Fragmento seleccionado:
☆ ☆ ☆ ☆ ☆

Suceso tan inesperado esparció repentinamente la consternación en la ciudad entera: la Junta, reunida en casa del vocal Márquez de la Plata, no hallaba qué resolver, y sin la serenidad de ánimo del Dr. Rozas, quizá habría transado con el motín. Ordenó Rozas que el sargento mayor de asamblea, don Juan de Dios Vial que hacía las veces de comandante general de armas, tomase el regimiento de granaderos de infantería, y 6 piezas de artillería para imponer a Figueroa, dudando siempre que llegase el caso de disparar sus armas: Vial pudo, gracias a su actividad, formar su línea en el costado de enfrente, antes que el jefe de la sublevación bajara de la sala de la audiencia para tomar el marido de la suya. Descubierto éste en sus planes, avanzó con sus fuerzas y mandó a sus soldados hacer fuego sobre la línea que tenían al frente, orden que casi instantáneamente dio Vial a los suyos. Una sola descarga de cada lado bastó para la completa dispersión de ambas divisiones, después de dejar por tierra cincuenta y cuatro hombres; y, sin el arrojo de algunos oficiales de granaderos que quisieron perseguir a sus enemigos, el resultado del choque se habría considerado absolutamente indeciso.

Al ruido de las descargas, Rozas tomó el primer caballo que vio y, con una actividad de que no se hubiera creído capaz a un hombre de sus años, sacó de su cuartel la compañía veterana de dragones de la reina, reunió una buena partida de granaderos al mando del valiente Bueras y colocó en el centro de la plaza los seis cañones que poco antes se llevaran allá. Seguido y victoreado por una multitud de gente, subió a la sala de la audiencia e improperó a sus miembros como a los autores de aquella asonada militar, y siguió en breve al convento de Santo Domingo, donde, según se le informaba, se hallaba el comandante Figueroa. Allí su actividad se estrelló contra las precauciones del fugitivo: el jefe del motín se habría sustraído a sus pesquisas, sin la codicia de un muchacho que, halagado por las promesas de Rozas, se ofreció a llevarlo a un huertecito donde se encontraba agazapado: Figueroa fue aprehendido, y el muchacho recompensado con una rica hebilla de oro que Rozas arrancó de sus vestidos. Conducido a la prisión y comenzado el juicio, Rozas redactó la sentencia de muerte que presentó a los demás vocales de la Junta, quienes la firmaron con alguna repugnancia. El siguiente día, 2 de abril, a las cuatro de la mañana, Figueroa fue fusilado en su calabozo.

☆ ☆ ☆ ☆ ☆

Entradas de datos:
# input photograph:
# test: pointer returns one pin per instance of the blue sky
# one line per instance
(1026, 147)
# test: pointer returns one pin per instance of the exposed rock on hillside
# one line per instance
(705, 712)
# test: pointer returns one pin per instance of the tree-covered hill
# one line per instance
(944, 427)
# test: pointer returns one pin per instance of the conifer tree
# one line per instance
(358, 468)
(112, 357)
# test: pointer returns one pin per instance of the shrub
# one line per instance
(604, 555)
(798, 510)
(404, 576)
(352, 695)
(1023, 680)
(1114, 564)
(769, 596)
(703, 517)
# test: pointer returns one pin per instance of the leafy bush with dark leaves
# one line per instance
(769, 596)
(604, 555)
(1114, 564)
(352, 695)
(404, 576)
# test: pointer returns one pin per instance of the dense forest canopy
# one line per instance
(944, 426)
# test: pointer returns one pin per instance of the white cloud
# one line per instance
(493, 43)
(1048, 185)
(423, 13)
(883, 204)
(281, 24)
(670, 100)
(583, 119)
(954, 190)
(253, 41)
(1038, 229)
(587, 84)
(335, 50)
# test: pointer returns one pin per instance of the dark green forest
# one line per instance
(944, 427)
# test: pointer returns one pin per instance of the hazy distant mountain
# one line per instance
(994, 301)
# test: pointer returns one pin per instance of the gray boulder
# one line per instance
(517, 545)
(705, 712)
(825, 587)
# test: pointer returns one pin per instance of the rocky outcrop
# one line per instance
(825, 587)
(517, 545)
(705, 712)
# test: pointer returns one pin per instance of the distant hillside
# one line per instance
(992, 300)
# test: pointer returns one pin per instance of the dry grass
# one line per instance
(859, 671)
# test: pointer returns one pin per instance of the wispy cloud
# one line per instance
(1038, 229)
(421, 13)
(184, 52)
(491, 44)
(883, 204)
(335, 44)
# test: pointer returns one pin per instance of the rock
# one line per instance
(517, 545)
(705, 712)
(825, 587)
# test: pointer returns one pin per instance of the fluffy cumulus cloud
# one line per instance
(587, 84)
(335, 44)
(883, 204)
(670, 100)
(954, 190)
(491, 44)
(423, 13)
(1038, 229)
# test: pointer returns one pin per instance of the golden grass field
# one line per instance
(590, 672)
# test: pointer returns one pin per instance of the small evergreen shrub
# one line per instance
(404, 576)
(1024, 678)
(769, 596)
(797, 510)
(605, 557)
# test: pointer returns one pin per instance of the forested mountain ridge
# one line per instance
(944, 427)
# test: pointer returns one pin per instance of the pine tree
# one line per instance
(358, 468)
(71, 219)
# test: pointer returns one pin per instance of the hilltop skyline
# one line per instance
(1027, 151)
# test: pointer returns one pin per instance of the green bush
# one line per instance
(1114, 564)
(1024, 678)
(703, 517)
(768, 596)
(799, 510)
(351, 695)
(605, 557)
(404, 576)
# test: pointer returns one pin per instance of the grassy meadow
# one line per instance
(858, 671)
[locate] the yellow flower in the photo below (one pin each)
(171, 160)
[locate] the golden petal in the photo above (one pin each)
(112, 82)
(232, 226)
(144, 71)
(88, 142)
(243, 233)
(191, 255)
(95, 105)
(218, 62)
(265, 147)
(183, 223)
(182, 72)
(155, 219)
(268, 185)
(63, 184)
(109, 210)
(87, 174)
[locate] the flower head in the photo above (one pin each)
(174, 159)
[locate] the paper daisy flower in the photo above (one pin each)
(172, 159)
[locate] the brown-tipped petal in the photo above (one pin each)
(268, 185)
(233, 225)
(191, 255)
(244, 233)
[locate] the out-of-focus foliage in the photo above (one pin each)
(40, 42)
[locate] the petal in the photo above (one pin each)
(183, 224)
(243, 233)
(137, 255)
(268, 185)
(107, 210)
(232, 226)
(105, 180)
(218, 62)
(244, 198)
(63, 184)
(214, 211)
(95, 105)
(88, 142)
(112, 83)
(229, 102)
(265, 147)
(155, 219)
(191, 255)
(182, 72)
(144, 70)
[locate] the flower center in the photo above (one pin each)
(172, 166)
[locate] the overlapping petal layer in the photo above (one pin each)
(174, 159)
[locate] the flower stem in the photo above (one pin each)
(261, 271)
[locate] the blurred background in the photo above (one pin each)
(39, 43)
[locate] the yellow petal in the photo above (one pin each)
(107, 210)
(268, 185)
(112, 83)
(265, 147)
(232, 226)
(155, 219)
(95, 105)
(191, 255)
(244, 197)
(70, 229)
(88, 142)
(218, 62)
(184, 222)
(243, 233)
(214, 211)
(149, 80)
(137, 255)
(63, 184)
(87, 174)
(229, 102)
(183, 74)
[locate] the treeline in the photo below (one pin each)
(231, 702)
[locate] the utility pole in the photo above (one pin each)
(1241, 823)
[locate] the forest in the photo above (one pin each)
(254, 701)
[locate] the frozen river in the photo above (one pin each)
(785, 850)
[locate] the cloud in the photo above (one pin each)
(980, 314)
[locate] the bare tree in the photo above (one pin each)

☆ ☆ ☆ ☆ ☆

Enumera todas las personas identificadas por su nombre o apellido en el fragmento sobre el motín de Figueroa.

Resultado obtenido:
- Márquez de la Plata
- Dr. Rozas
- Juan de Dios Vial
- Figueroa
- Bueras